* **Set problem**
Update the material below by replacing "marker" with "pin" everywhere it occurs. Leave everything else unchanged.

* **Record extracts**
==================================================

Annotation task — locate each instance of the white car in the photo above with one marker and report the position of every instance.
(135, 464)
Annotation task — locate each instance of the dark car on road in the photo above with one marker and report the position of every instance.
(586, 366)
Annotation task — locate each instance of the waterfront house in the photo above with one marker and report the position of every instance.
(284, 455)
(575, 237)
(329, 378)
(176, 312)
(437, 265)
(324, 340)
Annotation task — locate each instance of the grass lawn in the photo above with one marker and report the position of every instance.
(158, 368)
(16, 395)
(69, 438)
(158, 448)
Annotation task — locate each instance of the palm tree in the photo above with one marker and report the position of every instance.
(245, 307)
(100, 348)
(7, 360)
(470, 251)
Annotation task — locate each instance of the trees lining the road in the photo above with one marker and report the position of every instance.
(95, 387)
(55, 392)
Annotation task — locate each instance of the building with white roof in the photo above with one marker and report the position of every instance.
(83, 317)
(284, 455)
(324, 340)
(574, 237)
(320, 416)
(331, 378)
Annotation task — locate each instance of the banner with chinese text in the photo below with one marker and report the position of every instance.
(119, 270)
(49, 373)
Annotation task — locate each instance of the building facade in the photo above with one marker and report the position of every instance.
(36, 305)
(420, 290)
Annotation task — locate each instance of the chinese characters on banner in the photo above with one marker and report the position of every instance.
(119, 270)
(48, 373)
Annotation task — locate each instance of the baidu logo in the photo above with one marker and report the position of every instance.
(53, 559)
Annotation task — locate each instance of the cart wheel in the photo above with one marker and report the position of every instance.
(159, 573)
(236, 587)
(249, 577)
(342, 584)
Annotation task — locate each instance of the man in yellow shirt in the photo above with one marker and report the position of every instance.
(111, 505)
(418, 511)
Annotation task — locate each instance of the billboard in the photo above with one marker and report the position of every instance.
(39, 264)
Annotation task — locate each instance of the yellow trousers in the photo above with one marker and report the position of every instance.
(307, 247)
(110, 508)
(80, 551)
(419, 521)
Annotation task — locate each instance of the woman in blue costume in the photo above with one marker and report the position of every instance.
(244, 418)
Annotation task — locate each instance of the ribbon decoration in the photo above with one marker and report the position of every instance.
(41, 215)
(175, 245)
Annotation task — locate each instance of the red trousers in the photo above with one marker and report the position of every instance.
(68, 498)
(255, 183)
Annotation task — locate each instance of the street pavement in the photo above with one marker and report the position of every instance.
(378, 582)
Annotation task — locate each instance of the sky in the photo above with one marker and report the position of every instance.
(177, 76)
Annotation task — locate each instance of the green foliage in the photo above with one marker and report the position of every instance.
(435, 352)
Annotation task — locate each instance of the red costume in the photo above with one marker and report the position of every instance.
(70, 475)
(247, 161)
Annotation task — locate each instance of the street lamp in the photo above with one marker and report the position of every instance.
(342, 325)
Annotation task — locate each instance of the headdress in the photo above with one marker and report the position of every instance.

==================================================

* **Result**
Annotation task — locate each instance of the white car in the photo above with one pin and report the position of every instance.
(135, 464)
Annotation task — locate each instance of the dark car on road in the photo above with one pin and report the position of every instance.
(586, 366)
Annotation task — locate each instance of the waterfront house in the photo above with one pin and report the position of every instance.
(284, 455)
(575, 237)
(329, 378)
(176, 312)
(437, 265)
(324, 340)
Annotation task — locate each instance of the grass lawn in the photo above with one pin and report the position of every instance.
(158, 368)
(16, 395)
(69, 438)
(158, 448)
Annotation task — locate each instance of the palm tree in the photo above with one pin and report the position of every instance.
(245, 307)
(100, 348)
(7, 360)
(470, 251)
Annotation task — locate each instance of the trees lining the road in the photo above with one pin and report the position of every instance.
(95, 387)
(55, 392)
Annotation task — locate each instance of the building with white roof in the photo above with one pin and report the position of every instance.
(83, 317)
(284, 455)
(324, 340)
(574, 237)
(320, 416)
(331, 378)
Annotation task — locate each instance of the banner with chinese text in the photo below with one pin and report the position of every instance.
(119, 270)
(49, 373)
Annotation task — locate each instance of the building facade in the photo above with one pin and report the position of every instance.
(36, 305)
(420, 290)
Annotation task — locate each instance of the chinese characters on banner in the photo above with one pin and report the position of every instance.
(119, 270)
(48, 373)
Annotation task — locate each instance of the baidu logo in the photo above with one pin and report the position of every instance.
(53, 559)
Annotation task — locate each instance of the cart wheel in the photo above with one pin and report the position of every instance.
(159, 573)
(236, 587)
(249, 577)
(342, 584)
Annotation task — locate each instance of the man in yellow shirt in the photo above with one pin and report the position of every instance.
(111, 505)
(418, 511)
Annotation task — locate each instance of the billboard in the photo above with one pin and report the position of every instance.
(39, 264)
Annotation task — locate each instance of the yellow trousers in the photo above with one pin and report the position of every instance.
(307, 247)
(110, 508)
(80, 551)
(419, 521)
Annotation task — locate each instance of the woman in blue costume in the photo above with one pin and report the position of every instance.
(244, 418)
Annotation task — locate each instance of the ribbon decoration in the photo above with one pin and report the position of every instance.
(41, 215)
(175, 245)
Annotation task — locate each instance of the red trousers in the photo above with one pin and report the position of every instance.
(68, 498)
(255, 183)
Annotation task — locate each instance of the street pavement in the photo above with one pin and report the position of every instance.
(378, 582)
Annotation task — locate each instance of the sky in the photo above with one pin and report the position of every instance.
(177, 76)
Annotation task — locate each instance of the green foliage in the photo above with one pin and report the position of every instance.
(435, 352)
Annotation task — locate each instance of the red costume in the photo above with one pin and report the position of every instance.
(70, 475)
(247, 161)
Annotation task — locate each instance of the street lamp in the photo above with one pin and report the position of every instance.
(342, 325)
Annotation task — locate each instance of the headdress in the photo above with one pin and report the position of every instance.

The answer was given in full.